-- Document extract --
◇ ◇ ◇ ◇

However, Mr Key expects to get an opportunity to talk trade with Mr Obama at some stage during the two-day summit, which is unprecedented in recent US history.

The 40-strong gathering of world leaders is the biggest hosted by an American leader since the formation of the United Nations in 1945.

The summit will focus on solutions to the rising threat of nuclear terrorism and follows Mr Obama's recent moves to reduce America's nuclear weapons arsenal.

But it also signals a significant milestone in US-NZ relations – New Zealand's anti-nuclear stance caused a decades-old rift that has only healed in recent years.

While a hangover remains in the form of military restrictions, many have been relaxed recently and now New Zealand's anti-nuclear stance is the reason for Mr Key's first visit to Washington. He is among a select group invited by Mr Obama to drive the anti-nuclear message.

But there was shock on the eve of the meeting at news Polish President Lech Kaczynski and many of the ruling elite were killed in a plane crash.

Acting Prime Minister Bill English sent New Zealand's condolences yesterday.

◇ ◇ ◇ ◇

Can you repeat the summit article starting at "But there was" and ending at "Zealand's condolences yesterday.", swapping "condolences" for "sympathies"? The listing comes from a different source than the summit article.

-- Data provided --
◇ ◇ ◇ ◇

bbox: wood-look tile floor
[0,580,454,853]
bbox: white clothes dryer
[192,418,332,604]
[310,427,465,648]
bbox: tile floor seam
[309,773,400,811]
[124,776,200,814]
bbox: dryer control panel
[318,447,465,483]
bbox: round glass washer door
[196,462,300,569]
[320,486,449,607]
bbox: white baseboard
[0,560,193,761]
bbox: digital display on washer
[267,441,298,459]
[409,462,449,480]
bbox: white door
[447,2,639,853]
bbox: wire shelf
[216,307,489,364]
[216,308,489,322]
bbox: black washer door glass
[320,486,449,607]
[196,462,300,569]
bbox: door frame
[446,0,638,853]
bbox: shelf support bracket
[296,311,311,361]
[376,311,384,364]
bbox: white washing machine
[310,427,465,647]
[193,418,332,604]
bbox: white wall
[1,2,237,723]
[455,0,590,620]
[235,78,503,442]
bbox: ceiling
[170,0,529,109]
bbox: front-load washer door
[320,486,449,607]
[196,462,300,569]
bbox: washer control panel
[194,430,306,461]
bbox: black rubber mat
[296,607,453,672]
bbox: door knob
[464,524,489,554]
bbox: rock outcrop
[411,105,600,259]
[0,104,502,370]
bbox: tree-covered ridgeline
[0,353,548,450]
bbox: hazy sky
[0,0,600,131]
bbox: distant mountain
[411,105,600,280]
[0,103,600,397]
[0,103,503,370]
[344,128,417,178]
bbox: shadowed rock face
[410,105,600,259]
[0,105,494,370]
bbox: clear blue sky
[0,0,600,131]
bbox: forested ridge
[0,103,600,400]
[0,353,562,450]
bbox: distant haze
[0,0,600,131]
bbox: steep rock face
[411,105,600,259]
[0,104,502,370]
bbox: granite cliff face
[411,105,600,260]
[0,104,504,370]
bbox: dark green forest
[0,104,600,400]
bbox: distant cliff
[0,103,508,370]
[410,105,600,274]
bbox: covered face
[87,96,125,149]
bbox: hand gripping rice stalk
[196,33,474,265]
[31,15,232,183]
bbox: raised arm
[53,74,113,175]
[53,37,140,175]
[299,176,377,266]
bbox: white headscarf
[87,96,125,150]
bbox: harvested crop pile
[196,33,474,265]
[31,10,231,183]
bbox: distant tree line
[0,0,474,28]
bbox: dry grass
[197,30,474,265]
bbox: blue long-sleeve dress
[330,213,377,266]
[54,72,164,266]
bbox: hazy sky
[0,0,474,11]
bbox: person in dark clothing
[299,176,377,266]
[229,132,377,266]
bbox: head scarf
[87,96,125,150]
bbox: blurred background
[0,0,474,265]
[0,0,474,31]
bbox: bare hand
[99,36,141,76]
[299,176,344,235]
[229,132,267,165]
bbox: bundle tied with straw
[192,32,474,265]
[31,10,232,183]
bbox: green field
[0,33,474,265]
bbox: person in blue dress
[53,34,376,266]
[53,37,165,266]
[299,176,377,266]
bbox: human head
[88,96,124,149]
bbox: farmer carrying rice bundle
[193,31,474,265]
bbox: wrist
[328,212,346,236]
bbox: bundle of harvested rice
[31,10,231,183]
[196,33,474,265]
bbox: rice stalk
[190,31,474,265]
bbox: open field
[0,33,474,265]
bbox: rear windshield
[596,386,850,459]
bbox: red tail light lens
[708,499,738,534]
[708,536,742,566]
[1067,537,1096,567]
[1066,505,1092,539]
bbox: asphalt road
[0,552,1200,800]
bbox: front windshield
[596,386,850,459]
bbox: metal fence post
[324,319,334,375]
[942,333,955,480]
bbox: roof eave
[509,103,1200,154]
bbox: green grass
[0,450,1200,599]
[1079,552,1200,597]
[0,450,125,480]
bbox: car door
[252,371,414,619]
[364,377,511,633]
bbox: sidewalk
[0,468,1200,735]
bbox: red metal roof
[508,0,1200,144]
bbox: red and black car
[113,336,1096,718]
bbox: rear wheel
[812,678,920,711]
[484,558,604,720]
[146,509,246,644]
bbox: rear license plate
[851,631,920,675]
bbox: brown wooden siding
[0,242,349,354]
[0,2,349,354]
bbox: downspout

◇ ◇ ◇ ◇

-- Result of the exercise --
But there was shock on the eve of the meeting at news Polish President Lech Kaczynski and many of the ruling elite were killed in a plane crash.

Acting Prime Minister Bill English sent New Zealand's sympathies yesterday.